| Data for this exercise |
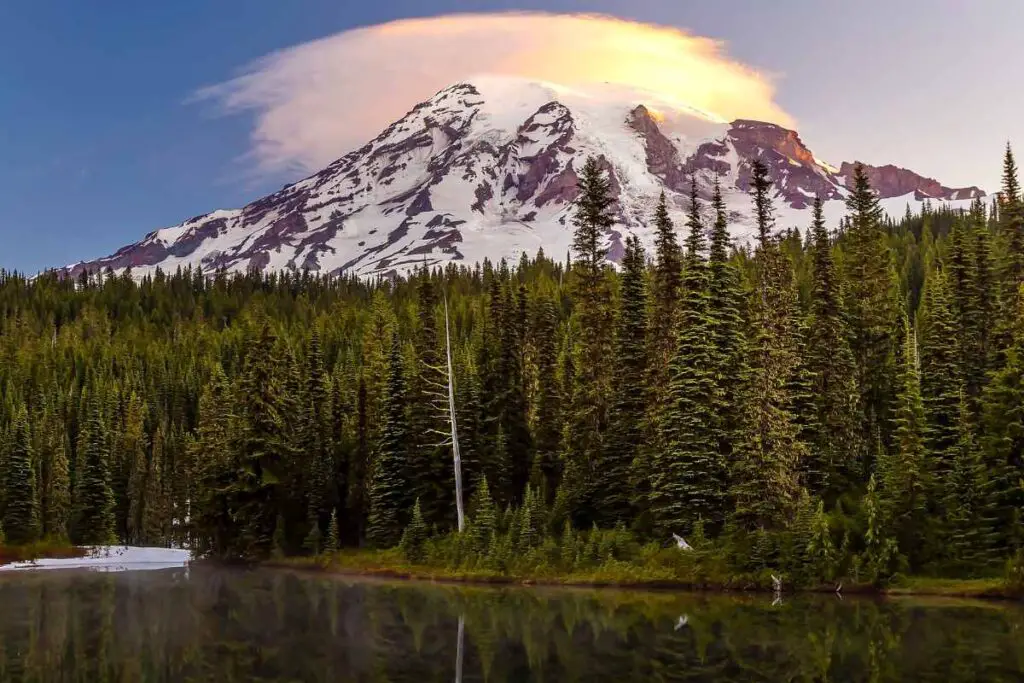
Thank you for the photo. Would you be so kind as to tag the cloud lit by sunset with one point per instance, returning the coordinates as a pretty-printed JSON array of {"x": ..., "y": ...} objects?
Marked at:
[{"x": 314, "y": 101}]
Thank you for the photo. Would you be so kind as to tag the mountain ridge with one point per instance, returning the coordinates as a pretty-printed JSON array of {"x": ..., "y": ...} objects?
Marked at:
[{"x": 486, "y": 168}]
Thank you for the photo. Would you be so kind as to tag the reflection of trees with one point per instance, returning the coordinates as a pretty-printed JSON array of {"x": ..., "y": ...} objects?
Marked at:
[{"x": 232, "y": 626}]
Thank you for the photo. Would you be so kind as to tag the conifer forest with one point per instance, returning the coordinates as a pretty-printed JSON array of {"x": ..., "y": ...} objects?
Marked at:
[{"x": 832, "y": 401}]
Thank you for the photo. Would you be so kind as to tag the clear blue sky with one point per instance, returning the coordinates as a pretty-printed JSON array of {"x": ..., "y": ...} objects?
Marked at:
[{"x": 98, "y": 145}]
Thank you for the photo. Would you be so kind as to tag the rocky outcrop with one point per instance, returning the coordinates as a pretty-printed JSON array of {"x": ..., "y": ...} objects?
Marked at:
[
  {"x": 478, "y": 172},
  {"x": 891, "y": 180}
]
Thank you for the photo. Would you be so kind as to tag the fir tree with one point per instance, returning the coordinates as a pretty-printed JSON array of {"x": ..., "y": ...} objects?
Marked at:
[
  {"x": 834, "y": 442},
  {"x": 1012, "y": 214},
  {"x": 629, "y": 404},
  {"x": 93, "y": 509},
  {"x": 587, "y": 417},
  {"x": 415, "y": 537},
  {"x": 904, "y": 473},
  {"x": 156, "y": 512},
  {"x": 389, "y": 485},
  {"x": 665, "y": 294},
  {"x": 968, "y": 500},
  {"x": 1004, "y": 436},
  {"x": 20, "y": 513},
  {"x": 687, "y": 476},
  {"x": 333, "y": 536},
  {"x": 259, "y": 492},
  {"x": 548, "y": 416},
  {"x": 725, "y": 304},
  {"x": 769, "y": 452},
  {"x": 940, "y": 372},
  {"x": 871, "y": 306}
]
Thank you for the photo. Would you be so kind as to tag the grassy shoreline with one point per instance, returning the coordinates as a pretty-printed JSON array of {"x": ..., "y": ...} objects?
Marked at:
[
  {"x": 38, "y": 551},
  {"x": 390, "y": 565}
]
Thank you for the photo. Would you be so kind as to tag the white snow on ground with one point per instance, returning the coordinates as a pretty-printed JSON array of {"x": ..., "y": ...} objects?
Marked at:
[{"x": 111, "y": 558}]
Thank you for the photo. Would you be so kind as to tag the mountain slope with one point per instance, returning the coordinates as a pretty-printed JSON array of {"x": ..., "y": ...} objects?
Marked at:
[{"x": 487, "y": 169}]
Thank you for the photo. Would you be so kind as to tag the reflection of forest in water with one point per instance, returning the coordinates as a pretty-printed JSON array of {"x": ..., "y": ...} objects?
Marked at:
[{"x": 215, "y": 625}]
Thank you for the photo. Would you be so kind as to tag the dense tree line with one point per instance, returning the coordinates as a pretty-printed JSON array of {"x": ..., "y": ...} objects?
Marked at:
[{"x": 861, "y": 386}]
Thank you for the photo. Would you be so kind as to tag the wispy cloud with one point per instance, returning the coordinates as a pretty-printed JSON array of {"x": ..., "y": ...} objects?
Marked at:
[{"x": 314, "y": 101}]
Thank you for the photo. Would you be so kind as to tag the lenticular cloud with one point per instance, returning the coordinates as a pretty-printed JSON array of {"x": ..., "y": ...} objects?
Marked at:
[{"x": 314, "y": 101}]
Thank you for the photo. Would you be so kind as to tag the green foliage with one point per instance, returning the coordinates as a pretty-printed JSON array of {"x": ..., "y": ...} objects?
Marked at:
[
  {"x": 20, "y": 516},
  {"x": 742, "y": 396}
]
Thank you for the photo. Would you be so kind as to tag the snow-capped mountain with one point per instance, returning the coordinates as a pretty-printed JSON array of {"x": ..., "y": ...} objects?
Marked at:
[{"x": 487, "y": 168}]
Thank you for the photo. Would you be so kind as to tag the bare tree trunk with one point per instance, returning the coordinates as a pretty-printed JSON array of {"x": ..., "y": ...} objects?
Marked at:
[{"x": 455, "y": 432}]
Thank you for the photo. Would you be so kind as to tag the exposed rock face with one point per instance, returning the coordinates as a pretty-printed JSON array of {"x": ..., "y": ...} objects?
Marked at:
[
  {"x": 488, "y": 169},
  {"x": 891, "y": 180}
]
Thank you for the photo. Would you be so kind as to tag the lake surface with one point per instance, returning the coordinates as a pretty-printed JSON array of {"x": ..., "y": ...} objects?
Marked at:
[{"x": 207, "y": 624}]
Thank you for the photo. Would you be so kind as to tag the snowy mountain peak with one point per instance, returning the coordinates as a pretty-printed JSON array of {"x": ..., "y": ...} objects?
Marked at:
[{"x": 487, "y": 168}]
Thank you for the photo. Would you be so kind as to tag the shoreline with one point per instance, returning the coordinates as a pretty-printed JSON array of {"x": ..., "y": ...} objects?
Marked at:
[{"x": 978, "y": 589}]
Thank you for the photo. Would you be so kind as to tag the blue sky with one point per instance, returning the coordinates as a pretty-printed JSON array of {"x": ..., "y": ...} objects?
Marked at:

| Exercise brief |
Reproduce every line of the records, replacing "photo" with "image" and keeping everything else unchanged, and omit the pictures.

| Correct answer |
Thank you for the image. Would you be so kind as to tag the cloud lit by sunset with one point per instance, returning the coordinates as a pretty-printed JSON array of {"x": ..., "y": ...} objects?
Marked at:
[{"x": 314, "y": 101}]
Thank you for the image. Would you be so kind as to tag the mountain ridge with one point per instance, returning the coordinates as a pretty-printed JSON array of {"x": ..., "y": ...} objects?
Marked at:
[{"x": 486, "y": 168}]
Thank you for the image. Would you be so kind as to tag the reflection of trees with one point per instance, returning the coordinates as a pretty-printed JSON array of {"x": ..., "y": ...} objects?
Marked at:
[{"x": 232, "y": 626}]
Thank you for the image. Would you be so kind as to tag the conifer forest with one point per instance, returning the coordinates as a pretty-printed JSON array of {"x": ..., "y": ...} objects?
Marked at:
[{"x": 832, "y": 401}]
Thank you for the image. Would you be so kind as to tag the clear blue sky with one point per instance, returning the coordinates as a pretty-printed JSON array of {"x": ..., "y": ...} objects?
Marked at:
[{"x": 98, "y": 145}]
Thank you for the image. Would you be so kind as to tag the rocky outcrop with one point per instance, returning the coordinates as a pretty-printed JSON array of {"x": ..., "y": ...} objects?
Marked at:
[
  {"x": 478, "y": 172},
  {"x": 891, "y": 180}
]
Thank you for the image. Would you be so kind as to tag the fir tree with one point per instance, returning the coordinates as a pretty-printed JSON array of {"x": ..., "y": ...} objects?
Marked at:
[
  {"x": 834, "y": 442},
  {"x": 1012, "y": 214},
  {"x": 629, "y": 404},
  {"x": 93, "y": 509},
  {"x": 587, "y": 417},
  {"x": 415, "y": 537},
  {"x": 904, "y": 473},
  {"x": 156, "y": 512},
  {"x": 389, "y": 485},
  {"x": 665, "y": 294},
  {"x": 968, "y": 500},
  {"x": 1004, "y": 436},
  {"x": 20, "y": 513},
  {"x": 687, "y": 476},
  {"x": 333, "y": 536},
  {"x": 259, "y": 492},
  {"x": 548, "y": 416},
  {"x": 725, "y": 304},
  {"x": 769, "y": 452},
  {"x": 940, "y": 372},
  {"x": 871, "y": 306}
]
Thank you for the image. Would you be so kind as to tag the grassy shoreline with one point per instance, returning the coordinates as a pretty-printed JSON array of {"x": ..., "y": ...} objects?
Marked at:
[
  {"x": 38, "y": 551},
  {"x": 390, "y": 565}
]
Thank you for the image. Would you be so kind as to tag the white snow on ground with one point per instance, returning the coordinates as a pretty-printed JSON array of {"x": ..., "y": ...} objects?
Marked at:
[{"x": 111, "y": 558}]
Thank you for the image. Would you be so kind as to tag the mountain slope with one point per instance, returning the coordinates as a pretty-printed JSON array of {"x": ..., "y": ...} objects?
Marked at:
[{"x": 487, "y": 169}]
Thank you for the image. Would you be so kind as to tag the reflection of forest in water with one point per instance, returning the coordinates as a pretty-printed JSON array of {"x": ..., "y": ...} objects?
Marked at:
[{"x": 215, "y": 625}]
Thank you for the image. Would you be so kind as to tag the dense tree line with one point per instance, returning the coordinates as a pretty-printed JSON array of {"x": ..., "y": ...} objects?
Marked at:
[{"x": 861, "y": 386}]
Thank you for the image. Would you be so kind as to tag the wispy cloud with one point per instance, returning the coordinates as a pretty-printed JSON array of {"x": ..., "y": ...} objects?
Marked at:
[{"x": 314, "y": 101}]
Thank you for the image. Would you be so kind as to tag the lenticular cloud with one point per instance, returning the coordinates as a pretty-printed JSON array of {"x": ..., "y": ...} objects?
Marked at:
[{"x": 314, "y": 101}]
Thank you for the image. Would you be so kind as to tag the green foliage with one point per instance, returning the coordinates as a pretty-printed JSON array of {"x": ..., "y": ...} objects?
Marked at:
[
  {"x": 20, "y": 516},
  {"x": 742, "y": 396}
]
Thank you for the image. Would you be so kind as to tag the snow-capped mountain with one point per instance, returning the coordinates as a pretty-printed JSON array of {"x": ..., "y": ...} objects?
Marked at:
[{"x": 487, "y": 168}]
Thank you for the image. Would you be so kind as to tag the bare tree trunk with one point per instance, returning the coordinates as a pretty-printed JSON array of {"x": ..., "y": ...} objects?
Marked at:
[{"x": 455, "y": 432}]
Thank you for the image. Would you be so kind as to tag the exposed rock face with one point per instance, returning the coordinates as a pretty-printed JSON array of {"x": ..., "y": ...} objects?
Marked at:
[
  {"x": 488, "y": 169},
  {"x": 891, "y": 180}
]
Thank you for the image. Would you be so kind as to tag the lake surface with one point per instance, returning the coordinates as a pretty-printed JSON array of {"x": ..., "y": ...} objects?
Marked at:
[{"x": 207, "y": 624}]
Thank you for the image. Would you be so kind as to tag the snowy mountain peak with one point per instance, returning the coordinates as a pretty-printed JSON array of {"x": ..., "y": ...} objects?
Marked at:
[{"x": 487, "y": 168}]
Thank you for the image. Would you be so kind as to tag the shoreline with one point per instance, returning the coordinates as a pretty-printed JSON array of {"x": ..., "y": ...} objects?
Marked at:
[{"x": 978, "y": 589}]
Thank you for the image. Would you be so kind as to tag the blue sky with one point per instance, returning the coordinates as a pretty-printed JSON array of {"x": ..., "y": ...} objects?
Marked at:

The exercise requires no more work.